>> Begin

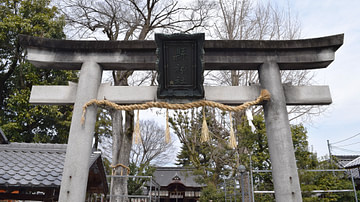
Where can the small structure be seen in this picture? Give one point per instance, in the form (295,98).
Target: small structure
(31,171)
(177,184)
(352,163)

>> End

[REQUIRED TASK]
Copy the entries above word for word, leaving out the pictures.

[WRITTEN SOLUTION]
Where can the small structure be seen in this picture? Give one point per instance, in the form (295,98).
Target: small structure
(31,171)
(177,184)
(352,163)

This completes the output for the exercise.